#### [REQUIRED WORK]
Go through the records underneath and write each one out again exactly.

#### [GIVEN RECORDS]
--- Begin ---
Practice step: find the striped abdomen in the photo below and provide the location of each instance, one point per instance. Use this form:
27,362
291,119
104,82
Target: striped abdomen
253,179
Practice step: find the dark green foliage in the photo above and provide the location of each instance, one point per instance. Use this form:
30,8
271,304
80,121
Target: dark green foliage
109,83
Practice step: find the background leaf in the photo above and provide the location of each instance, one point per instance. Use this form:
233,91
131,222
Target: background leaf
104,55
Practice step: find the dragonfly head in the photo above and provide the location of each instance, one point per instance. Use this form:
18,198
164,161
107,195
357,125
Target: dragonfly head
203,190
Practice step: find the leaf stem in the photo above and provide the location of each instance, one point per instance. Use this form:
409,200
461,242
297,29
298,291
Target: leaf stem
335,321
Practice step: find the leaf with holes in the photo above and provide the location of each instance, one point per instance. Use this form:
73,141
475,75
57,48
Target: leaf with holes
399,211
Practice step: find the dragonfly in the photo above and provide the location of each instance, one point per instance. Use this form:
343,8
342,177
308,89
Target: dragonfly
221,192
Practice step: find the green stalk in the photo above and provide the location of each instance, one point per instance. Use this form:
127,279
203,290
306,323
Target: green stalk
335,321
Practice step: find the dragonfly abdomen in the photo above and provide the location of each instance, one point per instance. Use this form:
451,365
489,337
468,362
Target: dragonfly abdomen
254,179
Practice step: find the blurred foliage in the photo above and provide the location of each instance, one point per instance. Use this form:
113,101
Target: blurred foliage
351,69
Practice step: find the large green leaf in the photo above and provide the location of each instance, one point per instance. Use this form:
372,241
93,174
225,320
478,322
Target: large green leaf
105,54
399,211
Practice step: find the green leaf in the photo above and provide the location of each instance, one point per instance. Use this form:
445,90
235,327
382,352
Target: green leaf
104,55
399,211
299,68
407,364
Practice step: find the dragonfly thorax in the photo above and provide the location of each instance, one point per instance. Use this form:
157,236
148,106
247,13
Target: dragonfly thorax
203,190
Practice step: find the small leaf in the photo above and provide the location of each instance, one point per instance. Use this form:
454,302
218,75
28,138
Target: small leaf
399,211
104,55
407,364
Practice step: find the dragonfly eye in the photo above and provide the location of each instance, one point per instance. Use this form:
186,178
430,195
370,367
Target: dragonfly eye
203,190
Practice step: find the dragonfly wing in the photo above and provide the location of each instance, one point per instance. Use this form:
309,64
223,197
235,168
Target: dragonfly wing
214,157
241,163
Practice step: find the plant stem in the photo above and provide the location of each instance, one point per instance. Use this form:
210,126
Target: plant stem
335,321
--- End ---
#### [RESULT OF THIS EXERCISE]
Practice step: find the striped abdomen in the photo below and provide the location of each instance, one point per instance. Use this form:
27,362
291,119
104,82
Target: striped abdomen
253,179
Practice step: find the dark green foliage in the photo above and provide the location of each instance, one point per instance. Use this form:
30,8
271,304
80,121
Target: dark green foliage
109,83
Practice step: find the background leaf in the photo above and provide the location of each instance, one point per instance. Use this form:
233,91
131,222
Target: background leaf
104,55
Practice step: find the dragonfly head in the photo above and provide the location of each instance, one point per instance. Use this form:
18,198
164,161
107,195
357,125
Target: dragonfly head
203,190
Practice step: find the leaf stem in the photo above and provide the location of each instance, one point per instance. Use this form:
409,200
461,242
297,29
298,291
Target: leaf stem
335,321
Practice step: find the leaf with holes in the photo above and provide the location of each instance, one point per instance. Use this form:
73,141
475,75
57,48
Target: leaf with holes
399,211
Practice step: find the dragonfly in the photo above and provide the location of each instance, one point per instance. Use this form:
343,8
342,177
308,89
Target: dragonfly
221,192
Practice step: find the green stalk in the photo above and provide the location of each instance, one point per instance. Use this form:
127,279
203,290
306,323
Target: green stalk
335,321
Practice step: find the dragonfly abdomen in the photo above and provide the location of each instance, one point per instance. Use this form:
451,365
489,337
468,362
Target: dragonfly abdomen
254,179
Practice step: find the blurred foliage in the photo above and provide the location of each instance, one point per instance. Use this form:
113,101
Target: blurred foliage
351,69
Practice step: find the large green leaf in the photo above and provide the location of each instance, one point per instance. Use this form:
372,241
93,174
225,320
478,322
Target: large green leaf
105,54
399,211
Practice step: find the green leaf in the photo above and provide the location of each instance, one point per instance. Use this form:
445,90
235,327
382,352
Target: green leaf
104,55
399,211
299,68
407,364
Practice step: find the dragonfly thorax in the photo above and provide the location of each instance, one point per instance. Use this form:
157,236
148,106
247,13
Target: dragonfly thorax
203,190
Practice step: find the small leaf in the photo above and provide the location of each instance, one point per instance. Use this form:
454,302
218,75
28,138
Target: small leaf
399,211
104,55
407,364
Practice step: find the dragonfly eye in the photo above and provide the location of each instance, one point per instance. Use this form:
186,178
430,195
370,367
Target: dragonfly eye
203,190
Practice step: find the dragonfly wing in the photo above and provide the location of each instance, one point per instance. Use this form:
309,64
223,197
235,168
Target: dragonfly wing
214,157
241,163
Practice step: find the plant stem in the photo above and provide the location of each instance, one point per instance. Use this form:
210,126
Target: plant stem
335,321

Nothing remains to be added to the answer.